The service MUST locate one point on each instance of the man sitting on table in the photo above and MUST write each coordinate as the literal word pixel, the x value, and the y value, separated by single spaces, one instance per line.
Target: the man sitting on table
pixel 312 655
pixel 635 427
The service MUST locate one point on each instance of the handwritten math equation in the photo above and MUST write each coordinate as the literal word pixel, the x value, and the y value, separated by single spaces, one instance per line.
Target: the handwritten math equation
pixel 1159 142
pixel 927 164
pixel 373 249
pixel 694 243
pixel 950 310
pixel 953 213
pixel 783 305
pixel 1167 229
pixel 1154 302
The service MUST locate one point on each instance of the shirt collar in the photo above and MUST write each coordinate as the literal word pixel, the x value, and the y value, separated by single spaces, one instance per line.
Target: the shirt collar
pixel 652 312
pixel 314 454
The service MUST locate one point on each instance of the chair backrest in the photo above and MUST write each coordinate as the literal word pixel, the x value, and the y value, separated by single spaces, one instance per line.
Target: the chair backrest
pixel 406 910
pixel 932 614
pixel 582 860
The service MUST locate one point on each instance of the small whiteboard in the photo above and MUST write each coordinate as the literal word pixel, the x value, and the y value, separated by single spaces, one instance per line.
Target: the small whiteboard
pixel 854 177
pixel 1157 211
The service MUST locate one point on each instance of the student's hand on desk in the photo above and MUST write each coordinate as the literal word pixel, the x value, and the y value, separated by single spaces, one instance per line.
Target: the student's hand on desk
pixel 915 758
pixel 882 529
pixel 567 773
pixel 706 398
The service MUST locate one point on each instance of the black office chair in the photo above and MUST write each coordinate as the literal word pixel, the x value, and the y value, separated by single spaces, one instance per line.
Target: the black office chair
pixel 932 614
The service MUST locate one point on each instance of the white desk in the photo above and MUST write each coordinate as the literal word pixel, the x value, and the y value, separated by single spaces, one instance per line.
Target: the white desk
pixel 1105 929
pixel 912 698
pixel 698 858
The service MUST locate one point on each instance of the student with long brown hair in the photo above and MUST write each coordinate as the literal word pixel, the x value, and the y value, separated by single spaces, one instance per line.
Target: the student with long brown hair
------------
Starting with the first line and going on through the line with "pixel 635 427", rewrite those lines, replacing "sitting on table" with "standing by the table" and leaving everything else unchanged.

_The answer_:
The service MUST locate one point on each instance of the man standing by the table in the photo above and MUST write each coordinate as the literal word pixel, the x value, and the y value, separated by single spaces, one instance per line.
Target: the man standing by the table
pixel 312 655
pixel 635 427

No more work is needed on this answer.